**СУТЬ ЗАДАНИЯ**. Напишите продолжение отрывка о Врубеле, начав сразу после его последнего предложения.

**ОТРЫВОК ДЛЯ ЧТЕНИЯ**.
С Замирайло Врубель сблизился еще в ту пору, когда молодой художник, еще почти мальчик, помогал ему в работах в соборе. Теперь Замирайло стал настоящим поклонником искусства Врубеля, изучал его манеру живописи и рисунка, копировал его произведения и их детали так мастерски, что трудно было непосвященному отличить копию от оригинала. Да сам Врубель как-то попался на удочку: акварель «Ангел с кадилом», скопированную Замирайло, он принял за свою — подлинную! Появление поклонников среди молодежи было вестником не только успеха Врубеля, но признаком его новаторства. Новатором он себя ощущал сам и полемизировал с современниками. В этом смысле весьма возможно, что «Стога» или «Руанские соборы» французского импрессиониста Клода Моне вызвали Врубеля на полемику и привязали его к мотиву сирени… И знаменательно глубокое различие между его композициями и холстами французского импрессиониста. Разрушение материи светом, которое предпринимал в своих холстах Клод Моне, должно было вызывать протест у Врубеля. Не импонировала ему и техника дробного мазка, разложение цвета светом. По Врубелю, свет, напротив, должен «собирать» цвет, усиливать его звучание. Цвет должен быть светоносным, а свет — цветным, можно продолжить мысль художника… Он и сейчас не мог, не хотел забыть о классике — о том, чтобы, напротив, восстанавливать разрушаемую материю и форму в их завершенной целостности, целокупности ради воссоздания синтетического образа природы в единстве «космоса» и «микрокосма». Работая над новым вариантом «Сирени», Врубель упивался цветом, красочностью, как гурман едой, и при этом однажды загадочно бросил, что напишет сирень — зеленой краской. Абсолютного цвета, по его мнению, нет, дело в соотношениях, в связях. В этой реплике — та же тоска по всеобщей гармонии. В ней он предвосхищает и идеи более молодого поколения европейских художников, например Матисса.

**ДАННЫЕ**.

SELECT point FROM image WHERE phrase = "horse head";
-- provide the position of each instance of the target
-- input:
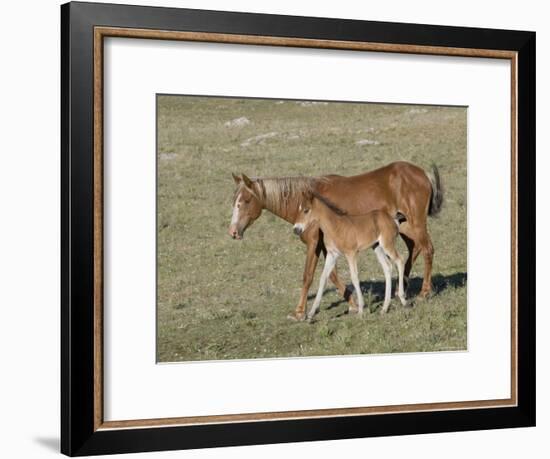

**РАЗДЕЛ ОТВЕТА**.
Казалось, никогда еще он так не стремился к совершенству, как теперь, так не стремился к красоте, как теперь. Все более жаждал Врубель не только свое искусство, но всю свою жизнь, весь свой быт сделать синонимом такой красоты. Как преобразил он дом в годовщину их свадьбы, украсив его розами! Розы были везде — свисали гирляндами с потолка, огромными букетами украшали столы и столики, стояли в огромных вазах на полу — половодье роз! Надо сказать, в этой чрезмерности красоты, олицетворенной в розах, был не только апофеоз красоты, но какая-то болезненность, даже жестокость: точно какой-то яд… Не вспоминался ли император Нерон, в свое время придумавший изощренную, мучительную казнь — казнь цветами? Кстати, Сведомский написал на эту тему картину. Чувствовал ли он этот парадокс красоты? Во всяком случае, живопись его, самодовольно убежденная в том, что вещает истинно прекрасное, этого не отразила. Осознавал ли и сам Врубель тогда возможность прямого соприкосновения красоты и зла? Художник как будто боялся углубляться в этот вопрос, как будто нарочно закрывал глаза, старался уйти от него. Или он понимал, как Достоевский, антиномичность этой проблемы… Как бы то ни было, Врубель и сейчас не перестает опровергать самого себя: он поразил в это лето всех своей переменой в отношении к творчеству художника Ге, объявив, что ему нравится его картина «Выход после тайной вечери в Гефсиманский сад», особенно ее синяя глубокая ночь, разрываемая лунным светом. Казалось, что-то чудилось ему в этой волшебной синеве лунной гефсиманской ночи, что не было изображено в картине, но что она как бы предсказывала.
XXIV
Тысяча девятьсот первый год принес в жизнь Врубеля событие, которое по значительности своей для его судьбы он мог сравнить только со встречей с Забелой и браком. Надя ждала ребенка, и этот будущий маленький член их семьи ожидался ими обоими, и; Врубелем в частности, с трепетной радостью, с ликованием. Последний штрих должен был завершить то прекрасное строение, которое представляла собой его семейная жизнь.